# Start of The records

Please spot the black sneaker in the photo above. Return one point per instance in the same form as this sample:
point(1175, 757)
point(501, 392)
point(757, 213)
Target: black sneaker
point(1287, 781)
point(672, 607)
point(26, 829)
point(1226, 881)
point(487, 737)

# End of The records

**What is needed:**
Copy every line of the listing above word for word, with nothing left out.

**The solution:**
Please spot the black sneaker in the photo above. Return one point per instance in the same form as this sample:
point(1175, 757)
point(501, 392)
point(757, 213)
Target: black sneaker
point(1287, 781)
point(672, 607)
point(26, 829)
point(1226, 881)
point(487, 737)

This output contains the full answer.